▸ Work item
Read the lines below, and copy any that contain the string "building".

Extracted data entries
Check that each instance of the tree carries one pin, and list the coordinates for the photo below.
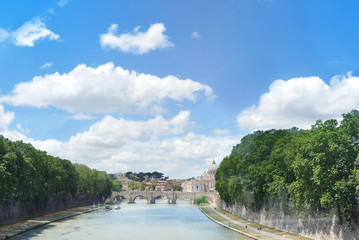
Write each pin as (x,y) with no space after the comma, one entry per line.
(133,185)
(177,188)
(153,186)
(116,185)
(201,200)
(143,185)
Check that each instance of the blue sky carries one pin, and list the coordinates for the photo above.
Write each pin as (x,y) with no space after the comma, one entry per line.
(170,85)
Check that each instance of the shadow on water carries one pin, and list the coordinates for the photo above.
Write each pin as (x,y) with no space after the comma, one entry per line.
(181,221)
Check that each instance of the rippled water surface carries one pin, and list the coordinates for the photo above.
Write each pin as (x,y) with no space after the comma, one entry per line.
(137,221)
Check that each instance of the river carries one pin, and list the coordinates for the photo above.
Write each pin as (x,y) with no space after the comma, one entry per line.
(137,221)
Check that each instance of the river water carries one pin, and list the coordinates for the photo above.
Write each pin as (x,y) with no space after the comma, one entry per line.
(158,221)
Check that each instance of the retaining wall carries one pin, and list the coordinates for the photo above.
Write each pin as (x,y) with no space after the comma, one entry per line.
(321,226)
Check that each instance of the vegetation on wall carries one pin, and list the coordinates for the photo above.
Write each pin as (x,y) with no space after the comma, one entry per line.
(29,174)
(316,170)
(201,200)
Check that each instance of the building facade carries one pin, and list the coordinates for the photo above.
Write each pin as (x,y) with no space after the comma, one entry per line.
(204,183)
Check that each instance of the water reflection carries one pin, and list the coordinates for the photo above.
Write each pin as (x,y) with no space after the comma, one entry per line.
(138,221)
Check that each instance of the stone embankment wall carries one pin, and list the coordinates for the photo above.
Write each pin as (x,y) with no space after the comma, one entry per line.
(19,209)
(315,227)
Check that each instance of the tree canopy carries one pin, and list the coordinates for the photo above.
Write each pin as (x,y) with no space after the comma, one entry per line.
(316,170)
(29,174)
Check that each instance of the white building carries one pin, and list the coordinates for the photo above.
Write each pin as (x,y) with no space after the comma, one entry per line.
(204,183)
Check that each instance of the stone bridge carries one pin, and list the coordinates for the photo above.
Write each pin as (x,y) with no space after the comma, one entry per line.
(172,196)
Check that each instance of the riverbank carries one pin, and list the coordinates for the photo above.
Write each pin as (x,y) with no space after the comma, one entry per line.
(249,229)
(13,229)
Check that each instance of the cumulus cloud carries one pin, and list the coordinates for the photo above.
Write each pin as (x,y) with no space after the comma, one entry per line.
(32,31)
(46,65)
(220,131)
(300,102)
(195,35)
(62,3)
(3,35)
(104,89)
(137,42)
(81,116)
(22,129)
(125,145)
(5,118)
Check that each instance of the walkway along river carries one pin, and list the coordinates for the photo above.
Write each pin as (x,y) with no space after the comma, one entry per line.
(138,221)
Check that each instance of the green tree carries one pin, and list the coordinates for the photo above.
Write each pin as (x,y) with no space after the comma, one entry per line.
(133,185)
(153,186)
(116,185)
(143,185)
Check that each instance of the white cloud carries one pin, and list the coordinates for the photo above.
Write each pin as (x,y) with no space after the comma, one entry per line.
(81,116)
(104,89)
(123,145)
(195,35)
(3,35)
(178,157)
(62,3)
(136,42)
(32,31)
(21,129)
(5,118)
(300,102)
(46,65)
(220,131)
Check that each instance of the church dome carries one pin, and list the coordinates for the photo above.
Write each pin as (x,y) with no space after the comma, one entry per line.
(212,168)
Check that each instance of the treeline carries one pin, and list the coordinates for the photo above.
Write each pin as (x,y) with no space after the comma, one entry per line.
(315,170)
(30,175)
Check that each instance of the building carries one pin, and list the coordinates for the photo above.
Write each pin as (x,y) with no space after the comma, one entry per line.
(204,183)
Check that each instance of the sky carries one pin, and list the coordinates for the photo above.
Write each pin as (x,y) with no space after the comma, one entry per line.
(171,85)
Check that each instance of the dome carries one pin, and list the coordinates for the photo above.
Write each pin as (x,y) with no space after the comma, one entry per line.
(213,168)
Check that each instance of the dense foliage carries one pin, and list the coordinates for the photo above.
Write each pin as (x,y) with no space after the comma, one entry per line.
(31,175)
(316,170)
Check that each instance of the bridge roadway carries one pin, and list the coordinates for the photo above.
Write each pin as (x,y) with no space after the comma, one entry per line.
(172,196)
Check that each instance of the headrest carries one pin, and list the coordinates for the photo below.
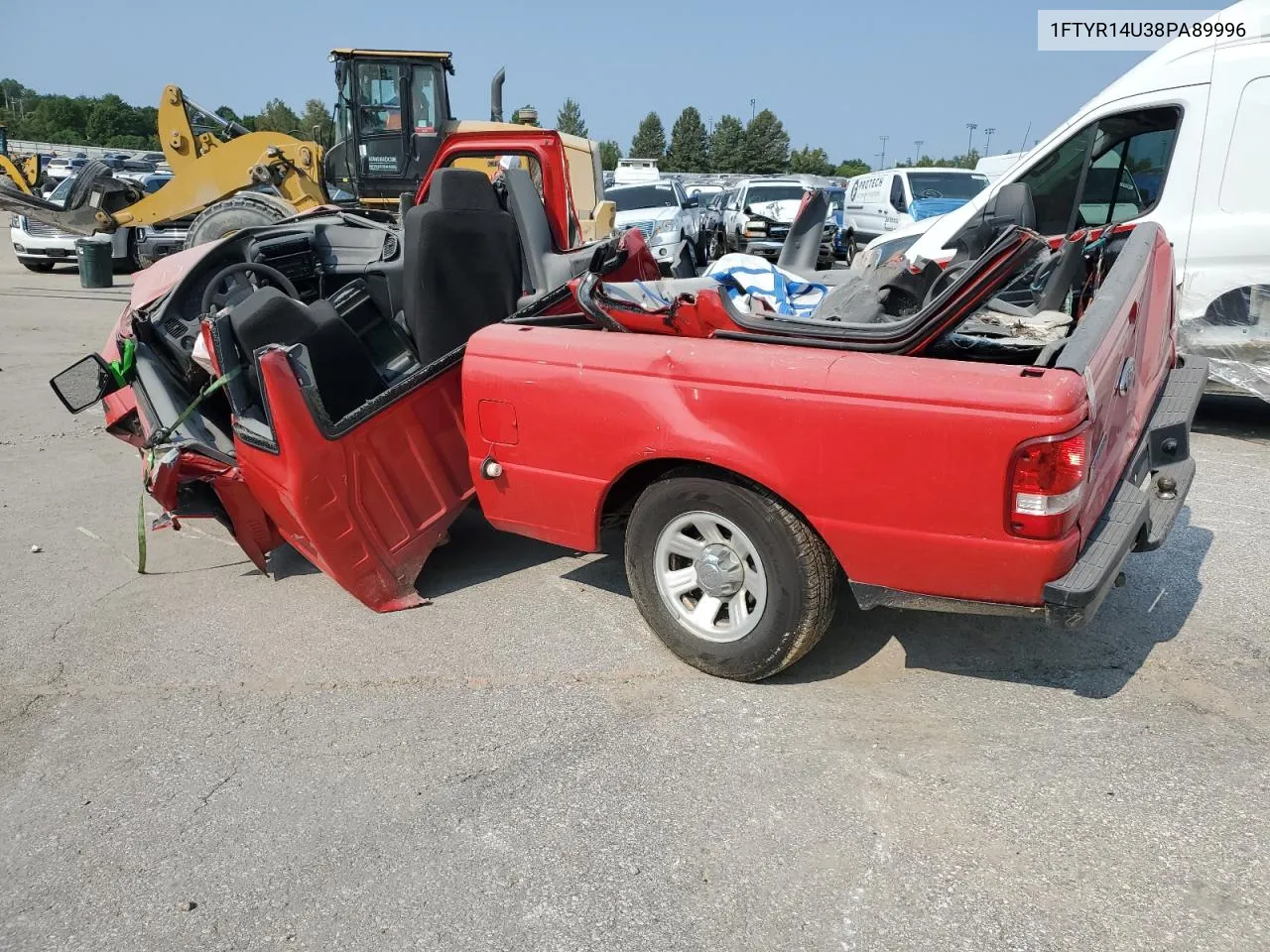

▸ Answer
Check that each instance of the building facade carries one pin, and list the coordinates for the photo above.
Check that each instance of the white building carries one pin, and list the coordinates for the photo above.
Check that each instance of the building carries one pin, and list the coordinates for the photo above.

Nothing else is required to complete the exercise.